- _REQUIRED TASK_: Return the line containing "Where can the column capital" and all lines after it exactly; stop at the end of the material.

- _Dataset excerpts on object pointing_:
((

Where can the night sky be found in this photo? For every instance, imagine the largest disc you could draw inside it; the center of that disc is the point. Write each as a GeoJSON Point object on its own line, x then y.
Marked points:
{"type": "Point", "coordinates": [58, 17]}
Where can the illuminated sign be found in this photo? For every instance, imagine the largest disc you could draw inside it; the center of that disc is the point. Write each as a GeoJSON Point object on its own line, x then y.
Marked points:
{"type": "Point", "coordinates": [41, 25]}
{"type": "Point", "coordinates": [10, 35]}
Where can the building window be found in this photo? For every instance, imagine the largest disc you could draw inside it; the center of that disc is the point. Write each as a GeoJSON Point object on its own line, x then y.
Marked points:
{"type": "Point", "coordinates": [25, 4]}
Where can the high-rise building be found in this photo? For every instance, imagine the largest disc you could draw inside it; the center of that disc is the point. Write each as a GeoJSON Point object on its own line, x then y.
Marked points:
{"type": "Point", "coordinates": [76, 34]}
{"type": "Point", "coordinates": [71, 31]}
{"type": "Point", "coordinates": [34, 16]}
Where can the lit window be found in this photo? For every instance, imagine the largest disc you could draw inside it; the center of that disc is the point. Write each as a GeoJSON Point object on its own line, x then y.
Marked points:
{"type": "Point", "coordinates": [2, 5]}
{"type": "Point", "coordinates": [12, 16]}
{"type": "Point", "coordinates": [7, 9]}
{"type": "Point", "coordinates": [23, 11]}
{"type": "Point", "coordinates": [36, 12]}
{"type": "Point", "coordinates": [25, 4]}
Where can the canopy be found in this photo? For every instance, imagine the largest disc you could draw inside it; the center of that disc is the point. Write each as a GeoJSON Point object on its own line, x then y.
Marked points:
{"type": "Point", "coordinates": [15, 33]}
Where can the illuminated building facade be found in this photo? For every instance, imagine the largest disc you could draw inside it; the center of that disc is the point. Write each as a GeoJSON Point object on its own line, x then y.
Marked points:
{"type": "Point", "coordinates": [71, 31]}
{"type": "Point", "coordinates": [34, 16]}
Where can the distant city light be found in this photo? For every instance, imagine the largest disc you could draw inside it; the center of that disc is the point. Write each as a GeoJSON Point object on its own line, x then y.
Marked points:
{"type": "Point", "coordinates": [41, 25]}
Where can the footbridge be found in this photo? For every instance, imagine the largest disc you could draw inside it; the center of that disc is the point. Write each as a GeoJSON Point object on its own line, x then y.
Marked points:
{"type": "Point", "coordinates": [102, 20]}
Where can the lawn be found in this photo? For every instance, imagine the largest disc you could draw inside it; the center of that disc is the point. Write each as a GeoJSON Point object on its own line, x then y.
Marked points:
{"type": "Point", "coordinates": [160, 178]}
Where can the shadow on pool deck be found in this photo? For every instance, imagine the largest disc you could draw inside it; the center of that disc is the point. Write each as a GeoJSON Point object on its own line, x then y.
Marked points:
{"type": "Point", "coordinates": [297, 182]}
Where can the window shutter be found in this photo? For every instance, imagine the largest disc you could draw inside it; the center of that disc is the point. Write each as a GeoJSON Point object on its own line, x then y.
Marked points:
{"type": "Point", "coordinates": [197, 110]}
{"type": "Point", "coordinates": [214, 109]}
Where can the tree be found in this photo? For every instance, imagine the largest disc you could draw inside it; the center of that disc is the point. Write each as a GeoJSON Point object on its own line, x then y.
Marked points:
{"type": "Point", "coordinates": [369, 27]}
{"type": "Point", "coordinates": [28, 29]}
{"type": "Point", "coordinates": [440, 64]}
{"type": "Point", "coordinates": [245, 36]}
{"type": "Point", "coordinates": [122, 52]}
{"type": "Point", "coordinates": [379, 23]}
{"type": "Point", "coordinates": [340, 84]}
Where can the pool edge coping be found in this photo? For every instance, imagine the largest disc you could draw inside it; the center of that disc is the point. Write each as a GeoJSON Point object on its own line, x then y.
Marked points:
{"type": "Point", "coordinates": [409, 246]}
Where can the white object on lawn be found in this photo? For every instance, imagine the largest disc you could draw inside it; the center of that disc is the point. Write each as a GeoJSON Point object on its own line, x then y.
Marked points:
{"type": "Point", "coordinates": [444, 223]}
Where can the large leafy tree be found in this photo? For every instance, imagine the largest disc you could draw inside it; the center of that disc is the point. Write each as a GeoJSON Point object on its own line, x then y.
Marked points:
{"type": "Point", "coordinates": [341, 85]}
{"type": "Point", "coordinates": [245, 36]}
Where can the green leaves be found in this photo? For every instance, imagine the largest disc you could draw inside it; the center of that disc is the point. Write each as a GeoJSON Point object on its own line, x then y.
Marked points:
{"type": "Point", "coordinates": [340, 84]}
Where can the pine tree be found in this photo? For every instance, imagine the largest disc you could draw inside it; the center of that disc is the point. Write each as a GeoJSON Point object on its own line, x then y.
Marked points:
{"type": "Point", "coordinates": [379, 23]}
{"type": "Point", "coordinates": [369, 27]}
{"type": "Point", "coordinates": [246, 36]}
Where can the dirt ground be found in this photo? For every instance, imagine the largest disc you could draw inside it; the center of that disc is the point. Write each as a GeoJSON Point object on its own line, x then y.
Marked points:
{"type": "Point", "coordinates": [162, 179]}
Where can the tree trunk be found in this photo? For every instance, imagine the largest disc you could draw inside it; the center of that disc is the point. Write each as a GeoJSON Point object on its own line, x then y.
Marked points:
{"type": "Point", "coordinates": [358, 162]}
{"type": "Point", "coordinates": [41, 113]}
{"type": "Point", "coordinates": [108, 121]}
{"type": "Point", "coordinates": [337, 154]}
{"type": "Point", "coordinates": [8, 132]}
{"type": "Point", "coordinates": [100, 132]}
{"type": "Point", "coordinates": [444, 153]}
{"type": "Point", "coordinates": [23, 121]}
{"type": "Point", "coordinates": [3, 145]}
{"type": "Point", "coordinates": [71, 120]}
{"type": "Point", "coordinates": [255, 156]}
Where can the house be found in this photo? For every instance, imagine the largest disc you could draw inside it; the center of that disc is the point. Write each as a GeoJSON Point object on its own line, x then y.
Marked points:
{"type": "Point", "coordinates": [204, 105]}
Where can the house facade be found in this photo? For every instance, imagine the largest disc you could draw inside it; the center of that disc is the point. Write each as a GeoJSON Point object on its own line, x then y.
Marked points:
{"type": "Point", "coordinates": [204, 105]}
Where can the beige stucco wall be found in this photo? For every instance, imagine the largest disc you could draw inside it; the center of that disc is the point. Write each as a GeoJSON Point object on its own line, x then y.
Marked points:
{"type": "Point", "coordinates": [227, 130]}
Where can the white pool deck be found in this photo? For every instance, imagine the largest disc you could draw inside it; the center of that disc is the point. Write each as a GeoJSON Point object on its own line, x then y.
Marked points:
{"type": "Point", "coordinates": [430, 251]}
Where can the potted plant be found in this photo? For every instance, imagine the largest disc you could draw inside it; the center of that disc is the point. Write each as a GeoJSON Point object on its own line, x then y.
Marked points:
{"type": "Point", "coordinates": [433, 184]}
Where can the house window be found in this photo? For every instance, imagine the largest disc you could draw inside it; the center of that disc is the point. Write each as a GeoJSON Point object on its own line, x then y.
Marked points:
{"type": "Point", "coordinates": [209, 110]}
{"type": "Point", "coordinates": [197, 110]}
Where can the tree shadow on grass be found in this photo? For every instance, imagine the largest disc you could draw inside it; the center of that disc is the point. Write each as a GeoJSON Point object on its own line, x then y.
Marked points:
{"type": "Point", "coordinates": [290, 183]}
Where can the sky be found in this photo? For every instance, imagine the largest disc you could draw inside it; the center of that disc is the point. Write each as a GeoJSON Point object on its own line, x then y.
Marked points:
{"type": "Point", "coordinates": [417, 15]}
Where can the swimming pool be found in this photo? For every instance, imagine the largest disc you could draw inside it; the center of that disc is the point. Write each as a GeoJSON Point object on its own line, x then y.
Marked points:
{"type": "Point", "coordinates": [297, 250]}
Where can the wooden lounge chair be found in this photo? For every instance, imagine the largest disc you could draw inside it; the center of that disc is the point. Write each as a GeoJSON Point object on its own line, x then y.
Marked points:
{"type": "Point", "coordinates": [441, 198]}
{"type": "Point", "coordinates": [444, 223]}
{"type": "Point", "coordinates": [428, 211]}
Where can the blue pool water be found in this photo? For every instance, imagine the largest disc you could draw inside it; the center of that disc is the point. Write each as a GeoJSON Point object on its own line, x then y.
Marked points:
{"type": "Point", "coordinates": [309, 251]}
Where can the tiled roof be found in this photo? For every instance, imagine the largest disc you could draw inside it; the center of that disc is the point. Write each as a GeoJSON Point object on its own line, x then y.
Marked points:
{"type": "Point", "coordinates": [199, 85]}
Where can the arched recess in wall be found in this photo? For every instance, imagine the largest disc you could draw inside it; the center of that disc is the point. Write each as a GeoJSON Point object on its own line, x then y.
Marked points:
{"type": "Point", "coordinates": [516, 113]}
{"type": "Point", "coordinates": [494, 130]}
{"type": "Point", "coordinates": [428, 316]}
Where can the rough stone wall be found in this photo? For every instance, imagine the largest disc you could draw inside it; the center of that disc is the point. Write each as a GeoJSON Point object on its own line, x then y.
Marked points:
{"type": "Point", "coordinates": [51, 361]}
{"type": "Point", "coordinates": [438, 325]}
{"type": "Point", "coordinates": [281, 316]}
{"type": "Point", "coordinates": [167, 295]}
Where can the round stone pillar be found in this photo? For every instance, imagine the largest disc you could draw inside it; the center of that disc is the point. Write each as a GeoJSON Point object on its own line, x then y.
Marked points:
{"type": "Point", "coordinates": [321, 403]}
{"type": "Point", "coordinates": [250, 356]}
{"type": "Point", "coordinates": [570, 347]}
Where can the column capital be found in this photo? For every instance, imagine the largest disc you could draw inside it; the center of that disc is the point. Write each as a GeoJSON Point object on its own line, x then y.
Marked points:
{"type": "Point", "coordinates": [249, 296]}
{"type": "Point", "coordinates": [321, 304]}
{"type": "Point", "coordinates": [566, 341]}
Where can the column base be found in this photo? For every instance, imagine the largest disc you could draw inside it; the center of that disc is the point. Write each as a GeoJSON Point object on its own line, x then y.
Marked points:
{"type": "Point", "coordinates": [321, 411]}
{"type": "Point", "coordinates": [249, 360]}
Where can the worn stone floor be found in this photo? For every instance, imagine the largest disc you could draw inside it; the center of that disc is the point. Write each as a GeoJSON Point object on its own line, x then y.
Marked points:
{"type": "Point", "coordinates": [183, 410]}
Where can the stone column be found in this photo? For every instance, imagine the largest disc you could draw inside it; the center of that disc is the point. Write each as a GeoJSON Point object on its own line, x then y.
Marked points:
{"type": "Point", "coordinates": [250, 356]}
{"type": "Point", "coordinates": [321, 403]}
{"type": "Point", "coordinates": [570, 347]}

))

- _RESPONSE TO THE TASK_:
Where can the column capital be found in this photo? For every instance, imagine the largest disc you could draw inside it; the center of that disc is the point. Write each as a GeoJSON Point object on its own line, x then y.
Marked points:
{"type": "Point", "coordinates": [249, 296]}
{"type": "Point", "coordinates": [321, 304]}
{"type": "Point", "coordinates": [566, 341]}
Where can the column base be found in this photo? For every instance, imagine the largest disc you could draw inside it; the center of that disc is the point. Write each as a GeoJSON Point object on its own line, x then y.
Marked points:
{"type": "Point", "coordinates": [321, 411]}
{"type": "Point", "coordinates": [249, 360]}
Where can the worn stone floor be found in this photo? For every instance, imagine the largest disc you could draw inside it; the center of that disc is the point. Write each as a GeoJSON Point object on its own line, x then y.
Marked points:
{"type": "Point", "coordinates": [183, 410]}
Where can the stone column be found in this photo? For every instance, imagine the largest disc you could draw inside it; the center of that disc is the point. Write each as a GeoJSON Point object on its own line, x then y.
Marked points:
{"type": "Point", "coordinates": [250, 356]}
{"type": "Point", "coordinates": [321, 403]}
{"type": "Point", "coordinates": [570, 347]}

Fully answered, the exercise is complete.